**Text**
## begin

Monthly Archives: March 2011

The New Improved Me

Early in parenting,
I had a hard time discerning when my kids were “naughty”
and when they were “just being  kids.”
To me, it all seemed naughty.
Smearing Vaseline all over my bathroom?
naughty
Shaking a whole container of baby powder around the green shag carpeting?
naughty
Biting baby brother’s toes and leaving a dental imprint?
naughty
Writing all over my Bible with a green permanent marker?
naughty
Gluing the pages of Job together in Daddy’s Bible?
naughty
 
Some older, wiser friends lived in a beautiful older home with their four kids.
Their four year old son had taken a permanent black marker
and carefully drawn  X’s and O’s
all over the brick fireplace in the master bedroom.
Apparently, he’d been watching older siblings play Tic-Tac-Toe.
Appalled, I asked the Mom, “Did you spank him?”
Equally as appalled she answered, “No, he didn’t know any better.”
She went on to explain that it wasn’t naughty
because he had never been told “No.”
It was the first time he had written on something
and he did it out of curiosity and new-found skill, not rebellion.
At that point, he needed correction. 
He needed to be taught the correct behavior.
Once a child was aware that the behavior was wrong and they repeated it,
then they deserved to be corrected AND disciplined.
I was always thankful she took the time to explain that to me,
although to this day she probably thinks I am a horrible mother.
She would be happy to know I am a very understanding Gramma.
 
Brookie had found a small hole in my couch,
and decided it needed to be big enough to fit her arm in it.
Sounds like a plan to me!
I was so busy watching her dig, I didn’t look down.
When I looked down, I was a little surprised.
How did she ever think up a stunt like that?
Her conscience must have been nagging,
because she quickly began stuffing the fluffy white stuff back into the couch.
At this point I just had to raise my voice,
just a little.
“Stop, Brookie! 
Don’t put it all back!
Gramma needs to go get her camera!”
She politely waited, then allowed me to take these pics.
Then, she restuffed my couch and I quietly explained to her
it probably wasn’t a good idea to unstuff Gramma’s couch.
A few days later, Rebekah proudly walked me to the couch.
She had taken a darning needle and thread,
and sewed up the hole for me.
Rebekah fixed the couch,
but we haven’t quite conquered the bedroom yet.
But, that’s OK.
The Mom in me would have stayed up until midnight cleaning.
The Gramma in me knows how to make a path to the bed,
and keep the door to the room shut so I don’t have to see the mess.
The Gramma in me knows we’ll eventually get to it.
The Gramma in me
is the New Improved Me.
The model is slightly older,
slightly run down,
but definitely wiser.

We’ve Lost Our Touch

In my prime of parenting many small children,
rarely did a sight or sound escape me.
I could tell from the creak of a hinge,
even if my I was blow drying my hair,
which cupboard the kids were getting into.
I could tell from the shake of a box,
even if I was vaccuming the carpet,
if they were eating cereal or crackers.
I could tell by the crinkle of packaging,
even with my head stuck in the dryer,
what they were umwrapping to eat.
I could tell the difference between teasing slaps and fighting slaps.

## end

**Task instructions**
• A. Please list every act of the writer's children that the blog post above names as "naughty" in the early years of parenting.
• B. In the blog post, why did the friend not spank her four-year-old son for drawing X's and O's on the fireplace? Answer in one to three sentences.

**Data provided**
## begin

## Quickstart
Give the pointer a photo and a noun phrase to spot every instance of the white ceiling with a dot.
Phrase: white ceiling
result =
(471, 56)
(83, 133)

## end

**Task-by-task solutions**
• A.
- Smearing Vaseline all over the bathroom
- Shaking a whole container of baby powder around the green shag carpeting
- Biting baby brother's toes and leaving a dental imprint
- Writing all over the writer's Bible with a green permanent marker
- Gluing the pages of Job together in Daddy's Bible

• B. He had never been told "No," and it was the first time he had written on something. He did it out of curiosity and new-found skill, not rebellion, so he needed correction and to be taught the correct behavior rather than to be disciplined.